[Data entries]
════════

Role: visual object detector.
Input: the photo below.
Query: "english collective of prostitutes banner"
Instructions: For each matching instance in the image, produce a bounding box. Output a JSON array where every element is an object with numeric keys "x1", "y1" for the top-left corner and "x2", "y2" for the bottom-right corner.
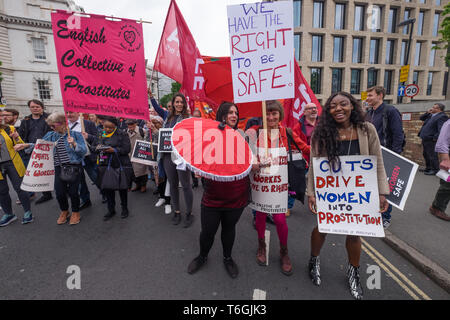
[{"x1": 51, "y1": 11, "x2": 149, "y2": 120}]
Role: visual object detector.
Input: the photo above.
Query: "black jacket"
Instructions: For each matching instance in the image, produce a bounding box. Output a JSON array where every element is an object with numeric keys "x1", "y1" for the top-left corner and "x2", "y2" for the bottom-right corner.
[
  {"x1": 18, "y1": 112, "x2": 51, "y2": 144},
  {"x1": 418, "y1": 112, "x2": 448, "y2": 141},
  {"x1": 94, "y1": 129, "x2": 132, "y2": 169}
]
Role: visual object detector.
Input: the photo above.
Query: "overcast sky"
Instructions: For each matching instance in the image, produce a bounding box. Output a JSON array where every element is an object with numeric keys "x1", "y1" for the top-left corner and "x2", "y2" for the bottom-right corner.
[{"x1": 74, "y1": 0, "x2": 260, "y2": 64}]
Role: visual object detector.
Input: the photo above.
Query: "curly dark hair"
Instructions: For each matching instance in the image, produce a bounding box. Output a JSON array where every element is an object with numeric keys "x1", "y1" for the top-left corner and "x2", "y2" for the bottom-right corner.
[
  {"x1": 216, "y1": 102, "x2": 239, "y2": 129},
  {"x1": 311, "y1": 91, "x2": 367, "y2": 167}
]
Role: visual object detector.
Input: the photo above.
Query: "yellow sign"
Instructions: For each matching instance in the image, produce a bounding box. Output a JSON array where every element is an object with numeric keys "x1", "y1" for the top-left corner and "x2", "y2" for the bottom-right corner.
[
  {"x1": 361, "y1": 91, "x2": 367, "y2": 101},
  {"x1": 400, "y1": 65, "x2": 410, "y2": 82}
]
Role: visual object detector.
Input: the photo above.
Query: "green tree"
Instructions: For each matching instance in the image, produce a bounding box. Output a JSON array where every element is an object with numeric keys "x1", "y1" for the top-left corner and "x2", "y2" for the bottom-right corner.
[
  {"x1": 435, "y1": 2, "x2": 450, "y2": 66},
  {"x1": 0, "y1": 60, "x2": 3, "y2": 82},
  {"x1": 159, "y1": 82, "x2": 181, "y2": 108}
]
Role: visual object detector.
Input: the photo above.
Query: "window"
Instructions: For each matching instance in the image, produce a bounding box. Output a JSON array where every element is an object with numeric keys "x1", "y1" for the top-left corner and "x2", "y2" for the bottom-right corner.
[
  {"x1": 294, "y1": 34, "x2": 301, "y2": 61},
  {"x1": 370, "y1": 5, "x2": 382, "y2": 32},
  {"x1": 385, "y1": 40, "x2": 395, "y2": 64},
  {"x1": 369, "y1": 39, "x2": 380, "y2": 64},
  {"x1": 335, "y1": 3, "x2": 346, "y2": 30},
  {"x1": 388, "y1": 8, "x2": 398, "y2": 33},
  {"x1": 414, "y1": 42, "x2": 422, "y2": 66},
  {"x1": 367, "y1": 69, "x2": 378, "y2": 88},
  {"x1": 436, "y1": 0, "x2": 441, "y2": 6},
  {"x1": 419, "y1": 0, "x2": 426, "y2": 3},
  {"x1": 37, "y1": 80, "x2": 51, "y2": 100},
  {"x1": 417, "y1": 11, "x2": 424, "y2": 36},
  {"x1": 294, "y1": 0, "x2": 302, "y2": 27},
  {"x1": 429, "y1": 46, "x2": 436, "y2": 66},
  {"x1": 32, "y1": 38, "x2": 46, "y2": 60},
  {"x1": 352, "y1": 38, "x2": 363, "y2": 63},
  {"x1": 403, "y1": 9, "x2": 411, "y2": 35},
  {"x1": 433, "y1": 13, "x2": 440, "y2": 37},
  {"x1": 443, "y1": 72, "x2": 447, "y2": 96},
  {"x1": 310, "y1": 68, "x2": 322, "y2": 94},
  {"x1": 331, "y1": 69, "x2": 343, "y2": 93},
  {"x1": 313, "y1": 1, "x2": 324, "y2": 28},
  {"x1": 384, "y1": 70, "x2": 393, "y2": 95},
  {"x1": 312, "y1": 35, "x2": 323, "y2": 62},
  {"x1": 333, "y1": 37, "x2": 344, "y2": 63},
  {"x1": 354, "y1": 5, "x2": 364, "y2": 31},
  {"x1": 413, "y1": 71, "x2": 420, "y2": 85},
  {"x1": 427, "y1": 72, "x2": 433, "y2": 95},
  {"x1": 350, "y1": 69, "x2": 361, "y2": 94}
]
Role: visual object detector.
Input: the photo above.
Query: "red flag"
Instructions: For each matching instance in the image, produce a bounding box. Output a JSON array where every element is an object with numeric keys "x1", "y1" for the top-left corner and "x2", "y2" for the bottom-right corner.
[
  {"x1": 153, "y1": 0, "x2": 183, "y2": 83},
  {"x1": 282, "y1": 61, "x2": 322, "y2": 129}
]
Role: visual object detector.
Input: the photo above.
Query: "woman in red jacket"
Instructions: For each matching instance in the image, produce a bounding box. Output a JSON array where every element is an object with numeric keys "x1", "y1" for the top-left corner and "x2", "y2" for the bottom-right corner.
[
  {"x1": 247, "y1": 100, "x2": 310, "y2": 275},
  {"x1": 187, "y1": 102, "x2": 250, "y2": 279}
]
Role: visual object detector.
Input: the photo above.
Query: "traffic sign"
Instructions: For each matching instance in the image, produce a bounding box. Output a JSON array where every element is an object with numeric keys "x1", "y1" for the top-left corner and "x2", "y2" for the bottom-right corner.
[
  {"x1": 398, "y1": 86, "x2": 405, "y2": 97},
  {"x1": 405, "y1": 84, "x2": 419, "y2": 97},
  {"x1": 400, "y1": 65, "x2": 410, "y2": 82}
]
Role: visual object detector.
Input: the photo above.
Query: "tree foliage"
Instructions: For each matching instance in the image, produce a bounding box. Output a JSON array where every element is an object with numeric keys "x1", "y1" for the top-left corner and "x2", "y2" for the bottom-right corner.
[
  {"x1": 435, "y1": 2, "x2": 450, "y2": 66},
  {"x1": 159, "y1": 82, "x2": 181, "y2": 108}
]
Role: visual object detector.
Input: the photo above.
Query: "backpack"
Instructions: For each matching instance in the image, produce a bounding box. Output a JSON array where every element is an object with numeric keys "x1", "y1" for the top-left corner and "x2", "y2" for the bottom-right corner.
[{"x1": 381, "y1": 105, "x2": 406, "y2": 153}]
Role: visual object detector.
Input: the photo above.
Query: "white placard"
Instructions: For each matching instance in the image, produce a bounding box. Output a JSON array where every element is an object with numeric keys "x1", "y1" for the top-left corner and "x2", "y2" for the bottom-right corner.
[
  {"x1": 227, "y1": 1, "x2": 294, "y2": 103},
  {"x1": 20, "y1": 139, "x2": 55, "y2": 192},
  {"x1": 249, "y1": 147, "x2": 288, "y2": 214},
  {"x1": 312, "y1": 156, "x2": 385, "y2": 238}
]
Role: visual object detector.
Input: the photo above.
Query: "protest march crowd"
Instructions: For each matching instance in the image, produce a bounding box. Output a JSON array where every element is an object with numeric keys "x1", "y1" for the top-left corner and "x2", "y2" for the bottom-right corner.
[{"x1": 1, "y1": 0, "x2": 450, "y2": 302}]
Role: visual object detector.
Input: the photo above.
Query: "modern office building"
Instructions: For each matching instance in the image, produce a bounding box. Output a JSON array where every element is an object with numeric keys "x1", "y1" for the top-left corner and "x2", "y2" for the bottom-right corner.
[{"x1": 290, "y1": 0, "x2": 448, "y2": 104}]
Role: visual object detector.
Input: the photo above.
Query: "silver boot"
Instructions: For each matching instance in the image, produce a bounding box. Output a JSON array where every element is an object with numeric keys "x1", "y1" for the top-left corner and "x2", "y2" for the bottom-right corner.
[
  {"x1": 347, "y1": 264, "x2": 363, "y2": 300},
  {"x1": 308, "y1": 256, "x2": 321, "y2": 286}
]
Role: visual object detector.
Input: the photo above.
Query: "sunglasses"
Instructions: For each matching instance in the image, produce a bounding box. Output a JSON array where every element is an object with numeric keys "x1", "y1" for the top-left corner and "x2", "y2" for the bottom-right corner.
[{"x1": 49, "y1": 122, "x2": 63, "y2": 129}]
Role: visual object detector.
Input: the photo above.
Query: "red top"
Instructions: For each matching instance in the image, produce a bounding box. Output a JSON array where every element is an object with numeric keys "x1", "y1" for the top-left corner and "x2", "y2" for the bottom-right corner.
[{"x1": 201, "y1": 176, "x2": 250, "y2": 208}]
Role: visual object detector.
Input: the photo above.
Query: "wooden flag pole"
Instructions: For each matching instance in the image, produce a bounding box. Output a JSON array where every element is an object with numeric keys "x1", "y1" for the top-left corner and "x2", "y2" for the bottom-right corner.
[{"x1": 80, "y1": 113, "x2": 85, "y2": 133}]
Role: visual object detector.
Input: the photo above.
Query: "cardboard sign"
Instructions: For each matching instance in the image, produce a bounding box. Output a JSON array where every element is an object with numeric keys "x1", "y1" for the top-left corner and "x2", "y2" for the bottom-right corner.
[
  {"x1": 249, "y1": 147, "x2": 288, "y2": 214},
  {"x1": 313, "y1": 156, "x2": 384, "y2": 238},
  {"x1": 227, "y1": 1, "x2": 294, "y2": 103},
  {"x1": 131, "y1": 140, "x2": 158, "y2": 166},
  {"x1": 158, "y1": 128, "x2": 173, "y2": 153},
  {"x1": 20, "y1": 139, "x2": 55, "y2": 192},
  {"x1": 381, "y1": 146, "x2": 418, "y2": 210},
  {"x1": 51, "y1": 11, "x2": 149, "y2": 120}
]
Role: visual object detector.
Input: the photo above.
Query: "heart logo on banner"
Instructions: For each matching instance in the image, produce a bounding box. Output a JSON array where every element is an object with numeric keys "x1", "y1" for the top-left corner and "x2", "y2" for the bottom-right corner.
[{"x1": 124, "y1": 31, "x2": 136, "y2": 47}]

════════

**How to complete this task:**
Please copy exactly the lines from the first line of the records above through the line containing "collective of prostitutes", including both, and nothing more.

**Expected answer:**
Role: visual object detector.
Input: the photo below.
Query: "english collective of prostitutes banner"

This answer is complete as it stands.